Task directions
Rewrite the listing starting at the line that contains "One marker belongs on each instance of the manicured" and ending at the line that contains "[(427, 75), (212, 119), (437, 125), (321, 67), (191, 139)]", including both of those lines and every request in between. Increase every coordinate in the answers by 122 and leave all other lines unchanged.

** START Record extracts **

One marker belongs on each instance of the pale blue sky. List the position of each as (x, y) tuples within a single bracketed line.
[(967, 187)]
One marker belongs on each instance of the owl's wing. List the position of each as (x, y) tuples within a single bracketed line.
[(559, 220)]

** END Record extracts **
** START Record extracts **

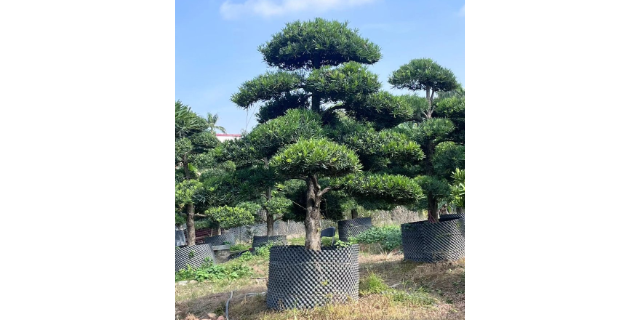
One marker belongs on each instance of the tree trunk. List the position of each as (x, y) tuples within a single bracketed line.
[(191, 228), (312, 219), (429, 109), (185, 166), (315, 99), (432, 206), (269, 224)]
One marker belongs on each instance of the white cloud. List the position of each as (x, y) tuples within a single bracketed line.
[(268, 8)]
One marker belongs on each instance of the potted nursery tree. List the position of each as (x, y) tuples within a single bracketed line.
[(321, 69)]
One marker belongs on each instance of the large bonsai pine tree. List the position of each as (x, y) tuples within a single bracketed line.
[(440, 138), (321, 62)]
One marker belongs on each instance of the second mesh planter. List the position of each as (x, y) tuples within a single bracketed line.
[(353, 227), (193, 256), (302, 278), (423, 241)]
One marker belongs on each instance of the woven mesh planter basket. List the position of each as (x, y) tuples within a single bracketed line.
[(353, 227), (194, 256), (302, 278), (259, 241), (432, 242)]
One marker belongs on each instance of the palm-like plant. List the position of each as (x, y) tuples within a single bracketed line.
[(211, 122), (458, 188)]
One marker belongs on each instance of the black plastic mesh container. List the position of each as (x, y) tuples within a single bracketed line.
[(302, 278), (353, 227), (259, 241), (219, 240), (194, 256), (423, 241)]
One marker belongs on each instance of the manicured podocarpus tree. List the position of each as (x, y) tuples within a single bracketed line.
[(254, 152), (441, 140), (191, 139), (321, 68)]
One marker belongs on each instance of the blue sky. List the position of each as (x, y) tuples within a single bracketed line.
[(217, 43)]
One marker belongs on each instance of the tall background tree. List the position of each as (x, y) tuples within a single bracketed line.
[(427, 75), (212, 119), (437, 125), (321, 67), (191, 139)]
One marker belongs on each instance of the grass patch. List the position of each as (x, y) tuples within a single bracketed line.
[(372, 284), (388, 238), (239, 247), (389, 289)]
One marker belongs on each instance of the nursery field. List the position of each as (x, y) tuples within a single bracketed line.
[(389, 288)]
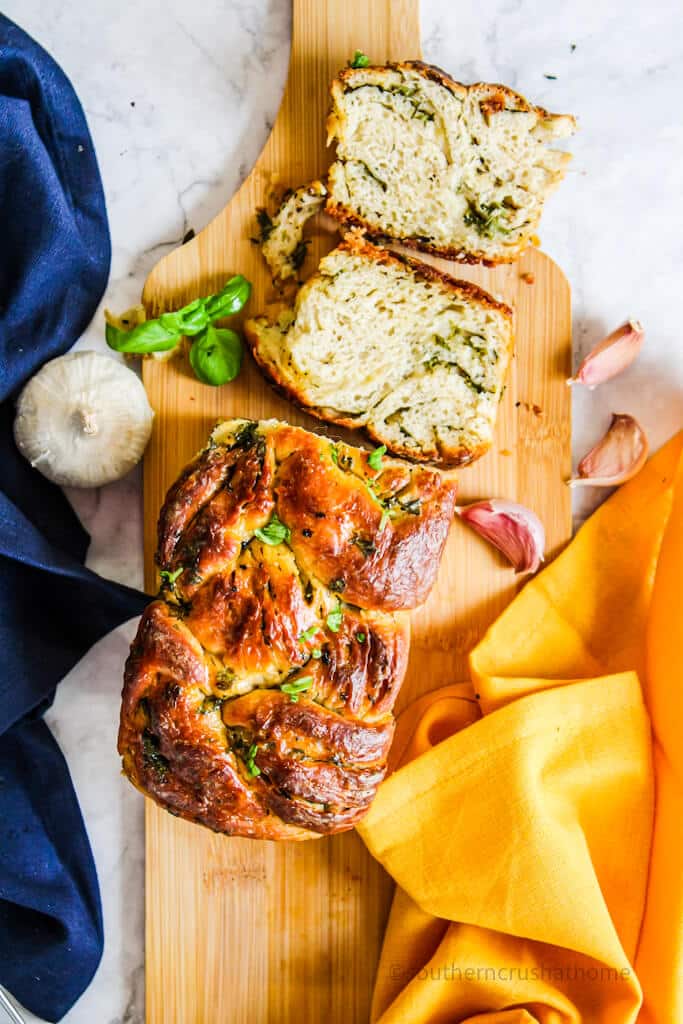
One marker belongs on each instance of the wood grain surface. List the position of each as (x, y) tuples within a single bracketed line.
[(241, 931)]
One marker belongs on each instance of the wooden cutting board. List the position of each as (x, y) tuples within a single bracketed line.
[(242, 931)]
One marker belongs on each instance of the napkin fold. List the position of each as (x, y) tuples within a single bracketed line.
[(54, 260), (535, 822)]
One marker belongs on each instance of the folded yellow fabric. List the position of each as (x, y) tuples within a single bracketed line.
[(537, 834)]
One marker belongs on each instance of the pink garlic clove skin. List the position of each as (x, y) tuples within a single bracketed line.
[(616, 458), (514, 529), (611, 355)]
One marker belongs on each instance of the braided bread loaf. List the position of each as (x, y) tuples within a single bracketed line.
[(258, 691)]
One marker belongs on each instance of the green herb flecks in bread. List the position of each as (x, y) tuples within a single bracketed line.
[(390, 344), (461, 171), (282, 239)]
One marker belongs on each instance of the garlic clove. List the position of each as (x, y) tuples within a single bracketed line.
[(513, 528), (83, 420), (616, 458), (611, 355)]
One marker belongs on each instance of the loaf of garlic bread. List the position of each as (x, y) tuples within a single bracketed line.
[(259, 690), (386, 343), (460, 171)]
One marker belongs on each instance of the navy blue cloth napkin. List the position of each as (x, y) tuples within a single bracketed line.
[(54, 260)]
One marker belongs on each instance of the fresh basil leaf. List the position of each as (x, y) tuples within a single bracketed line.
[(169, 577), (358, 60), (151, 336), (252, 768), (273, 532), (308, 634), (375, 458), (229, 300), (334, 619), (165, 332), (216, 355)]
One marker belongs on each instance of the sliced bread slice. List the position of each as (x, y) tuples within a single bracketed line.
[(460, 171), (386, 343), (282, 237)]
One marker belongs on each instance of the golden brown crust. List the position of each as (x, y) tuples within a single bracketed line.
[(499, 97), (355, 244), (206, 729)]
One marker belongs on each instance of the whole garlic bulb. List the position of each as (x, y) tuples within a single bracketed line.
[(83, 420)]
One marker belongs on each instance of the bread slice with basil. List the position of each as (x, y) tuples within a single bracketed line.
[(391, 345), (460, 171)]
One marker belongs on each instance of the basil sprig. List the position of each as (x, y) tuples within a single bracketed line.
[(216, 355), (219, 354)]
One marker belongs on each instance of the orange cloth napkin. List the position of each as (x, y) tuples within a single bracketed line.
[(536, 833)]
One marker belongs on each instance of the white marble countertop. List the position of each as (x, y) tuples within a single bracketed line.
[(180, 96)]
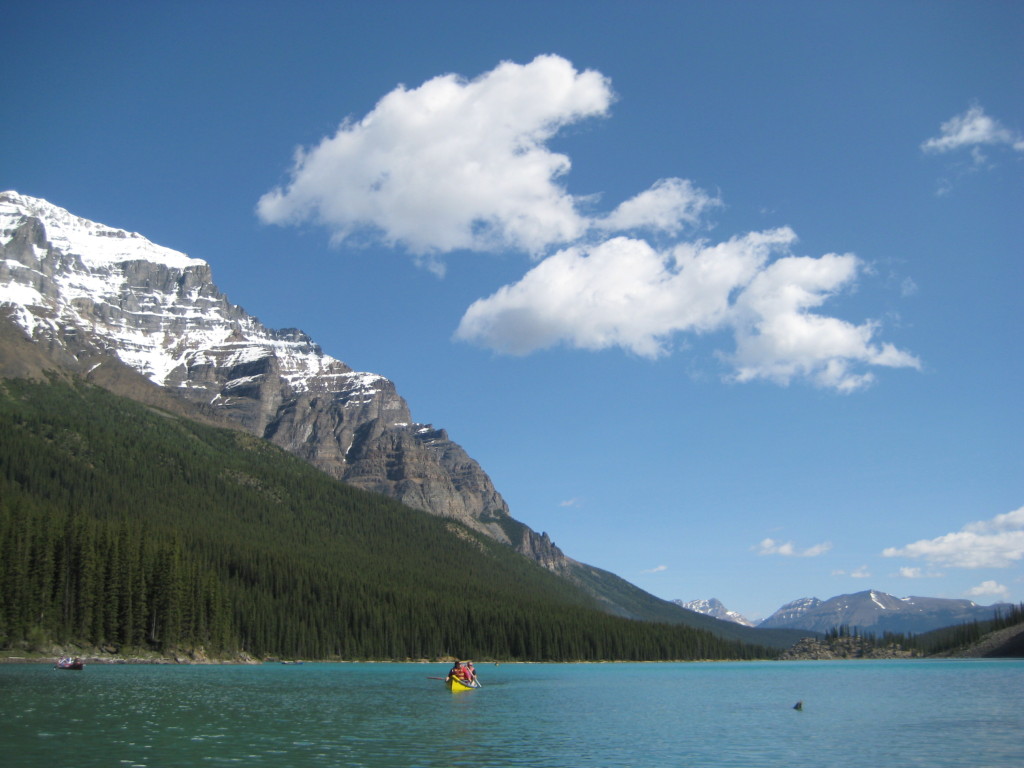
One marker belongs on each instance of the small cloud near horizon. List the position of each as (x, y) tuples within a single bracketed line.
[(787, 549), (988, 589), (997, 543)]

** END Record extracts **
** START Record extracts **

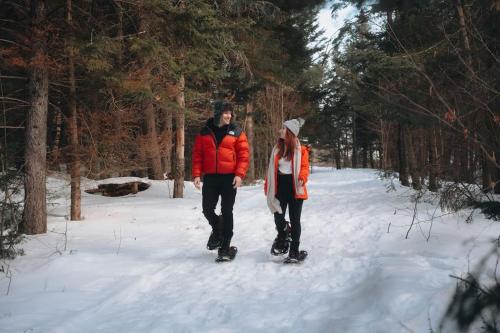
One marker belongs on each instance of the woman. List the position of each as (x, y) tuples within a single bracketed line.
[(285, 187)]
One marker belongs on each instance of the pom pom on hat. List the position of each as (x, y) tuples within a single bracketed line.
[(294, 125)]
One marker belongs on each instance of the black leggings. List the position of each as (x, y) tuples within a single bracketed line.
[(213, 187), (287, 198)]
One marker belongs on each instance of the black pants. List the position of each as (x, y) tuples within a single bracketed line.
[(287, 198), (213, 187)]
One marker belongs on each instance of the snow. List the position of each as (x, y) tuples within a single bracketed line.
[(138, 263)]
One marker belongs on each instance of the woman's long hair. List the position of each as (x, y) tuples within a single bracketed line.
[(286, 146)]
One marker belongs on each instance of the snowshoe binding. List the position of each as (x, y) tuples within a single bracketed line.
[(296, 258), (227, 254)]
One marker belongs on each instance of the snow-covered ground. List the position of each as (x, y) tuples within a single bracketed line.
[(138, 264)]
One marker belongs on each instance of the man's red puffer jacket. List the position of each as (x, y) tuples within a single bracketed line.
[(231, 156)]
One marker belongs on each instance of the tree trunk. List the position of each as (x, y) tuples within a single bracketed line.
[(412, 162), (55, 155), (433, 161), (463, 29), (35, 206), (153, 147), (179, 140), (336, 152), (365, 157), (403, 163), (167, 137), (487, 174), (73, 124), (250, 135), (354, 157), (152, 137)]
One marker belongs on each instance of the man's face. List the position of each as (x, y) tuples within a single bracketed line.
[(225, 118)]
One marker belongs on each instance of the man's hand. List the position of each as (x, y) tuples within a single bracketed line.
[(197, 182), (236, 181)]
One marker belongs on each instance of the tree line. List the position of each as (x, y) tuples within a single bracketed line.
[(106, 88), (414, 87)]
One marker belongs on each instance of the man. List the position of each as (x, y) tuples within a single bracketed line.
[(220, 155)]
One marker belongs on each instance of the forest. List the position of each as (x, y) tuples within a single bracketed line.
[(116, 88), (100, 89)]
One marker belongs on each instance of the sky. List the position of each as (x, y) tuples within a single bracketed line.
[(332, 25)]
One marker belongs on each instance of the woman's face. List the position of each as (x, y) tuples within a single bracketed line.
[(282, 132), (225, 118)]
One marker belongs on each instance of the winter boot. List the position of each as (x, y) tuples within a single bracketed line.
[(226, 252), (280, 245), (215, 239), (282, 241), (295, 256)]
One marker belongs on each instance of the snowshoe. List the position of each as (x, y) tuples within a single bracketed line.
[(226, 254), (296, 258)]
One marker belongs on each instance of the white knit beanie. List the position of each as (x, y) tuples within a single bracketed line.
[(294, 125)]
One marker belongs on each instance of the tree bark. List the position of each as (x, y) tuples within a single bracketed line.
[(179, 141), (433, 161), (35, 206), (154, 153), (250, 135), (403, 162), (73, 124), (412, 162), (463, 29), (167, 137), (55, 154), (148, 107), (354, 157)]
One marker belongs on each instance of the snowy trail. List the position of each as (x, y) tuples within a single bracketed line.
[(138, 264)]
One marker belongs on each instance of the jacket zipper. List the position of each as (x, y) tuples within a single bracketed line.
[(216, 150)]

** END Record extracts **

Solution
One marker belongs on each instance of the manicured podocarpus tree. List the position of each as (x, y) tuples within a single bracketed line.
[(376, 274), (563, 262), (313, 261), (443, 190)]
One marker belongs on each instance of the blue sky. List the position of each as (x, y) tuples within a single bracketed line.
[(339, 165)]
One marker belongs on each instance of the tall background tree. List the position of each as (x, y) tuples within a single bracketed line.
[(549, 197), (334, 241), (559, 247), (443, 189), (313, 261)]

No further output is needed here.